Given exercise a: Lay out everything from the line containing "of the grass" down to the end of the entries as a JSON list of strings, with one string per line and blank lines omitted.

Document text:

= Internet suite =

Internet-interfacing computer software bundle

An Internet suite is an Internet-related software suite. Internet suites usually include a web browser, e-mail client (often with a news client and address book), download manager, HTML editor, and an IRC client.

The diversity of Internet suite offerings was greatest in the mid-1990s, when proprietary web browser vendors felt it more profitable to sell entire retail suites of applications on compact disc. However, by the end of the first browser war, the Internet suite market dwindled to one or two competitors every few years. In reaction, alternative routes of profit or funding were sought.

Opera Software, for example, moved away from offering the Opera Internet suite with embedded advertisements to a completely ad-free product. Mozilla (spun out of Netscape) began to separate the Mozilla Application Suite into separate projects: Firefox, Thunderbird, and Sunbird, but Internet suite development continued with Seamonkey, which is still active under the Mozilla umbrella.

Given exercise b: List the separate projects into which the Internet suite article says Mozilla began to split the Mozilla Application Suite.

Supplied records:
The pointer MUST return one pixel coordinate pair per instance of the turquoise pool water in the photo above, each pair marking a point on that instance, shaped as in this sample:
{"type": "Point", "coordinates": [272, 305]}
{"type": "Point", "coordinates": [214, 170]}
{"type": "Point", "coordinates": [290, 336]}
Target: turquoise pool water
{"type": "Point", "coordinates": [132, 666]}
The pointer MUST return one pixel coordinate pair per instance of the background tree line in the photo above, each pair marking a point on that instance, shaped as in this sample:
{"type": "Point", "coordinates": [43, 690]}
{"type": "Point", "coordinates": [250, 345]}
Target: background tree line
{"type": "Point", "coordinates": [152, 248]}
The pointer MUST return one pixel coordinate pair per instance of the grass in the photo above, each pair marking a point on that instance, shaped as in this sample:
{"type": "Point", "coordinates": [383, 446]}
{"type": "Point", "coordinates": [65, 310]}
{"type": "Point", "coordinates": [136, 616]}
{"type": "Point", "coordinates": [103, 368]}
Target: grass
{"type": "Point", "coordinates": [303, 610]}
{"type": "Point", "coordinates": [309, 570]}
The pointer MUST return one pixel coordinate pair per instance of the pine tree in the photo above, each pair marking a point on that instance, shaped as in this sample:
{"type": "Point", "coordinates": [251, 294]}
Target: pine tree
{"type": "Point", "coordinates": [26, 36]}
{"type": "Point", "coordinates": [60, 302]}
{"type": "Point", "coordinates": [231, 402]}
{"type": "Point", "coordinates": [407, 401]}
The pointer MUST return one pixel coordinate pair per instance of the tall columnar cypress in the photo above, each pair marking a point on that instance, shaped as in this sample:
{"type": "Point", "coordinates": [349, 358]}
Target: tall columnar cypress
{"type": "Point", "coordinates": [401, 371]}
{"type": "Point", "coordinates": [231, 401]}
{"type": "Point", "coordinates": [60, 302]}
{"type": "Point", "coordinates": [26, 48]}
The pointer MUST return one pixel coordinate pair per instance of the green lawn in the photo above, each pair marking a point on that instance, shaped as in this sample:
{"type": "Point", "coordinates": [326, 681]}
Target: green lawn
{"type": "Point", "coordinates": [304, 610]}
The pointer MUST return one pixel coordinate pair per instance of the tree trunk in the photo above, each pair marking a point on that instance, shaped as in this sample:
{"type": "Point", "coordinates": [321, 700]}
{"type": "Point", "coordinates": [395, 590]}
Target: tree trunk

Exercise output a:
[
  "The pointer MUST return one pixel coordinate pair per instance of the grass in the photo above, each pair marking a point on that instance, shaped as in this sample:",
  "{\"type\": \"Point\", \"coordinates\": [383, 446]}",
  "{\"type\": \"Point\", \"coordinates\": [65, 310]}",
  "{\"type\": \"Point\", \"coordinates\": [136, 616]}",
  "{\"type\": \"Point\", \"coordinates\": [103, 368]}",
  "Target: grass",
  "{\"type\": \"Point\", \"coordinates\": [303, 610]}",
  "{\"type\": \"Point\", \"coordinates\": [309, 570]}",
  "The pointer MUST return one pixel coordinate pair per instance of the pine tree in the photo above, each pair marking a point on that instance, shaped as in this sample:",
  "{\"type\": \"Point\", \"coordinates\": [251, 294]}",
  "Target: pine tree",
  "{\"type\": \"Point\", \"coordinates\": [26, 36]}",
  "{\"type\": \"Point\", \"coordinates\": [60, 302]}",
  "{\"type\": \"Point\", \"coordinates\": [231, 402]}",
  "{\"type\": \"Point\", \"coordinates\": [407, 401]}",
  "The pointer MUST return one pixel coordinate pair per instance of the tall columnar cypress in the photo above, each pair marking a point on that instance, shaped as in this sample:",
  "{\"type\": \"Point\", \"coordinates\": [349, 358]}",
  "Target: tall columnar cypress",
  "{\"type\": \"Point\", \"coordinates\": [401, 371]}",
  "{\"type\": \"Point\", \"coordinates\": [231, 401]}",
  "{\"type\": \"Point\", \"coordinates\": [60, 302]}",
  "{\"type\": \"Point\", \"coordinates\": [26, 48]}",
  "The pointer MUST return one pixel coordinate pair per instance of the green lawn in the photo above, each pair marking a point on that instance, shaped as in this sample:",
  "{\"type\": \"Point\", \"coordinates\": [326, 681]}",
  "Target: green lawn",
  "{\"type\": \"Point\", \"coordinates\": [304, 610]}",
  "The pointer MUST return one pixel coordinate pair per instance of the tree trunk in the photo above, each pair marking a point on that instance, shaped as in this sample:",
  "{\"type\": \"Point\", \"coordinates\": [321, 700]}",
  "{\"type\": \"Point\", \"coordinates\": [395, 590]}",
  "Target: tree trunk"
]

Exercise output b:
Firefox
Thunderbird
Sunbird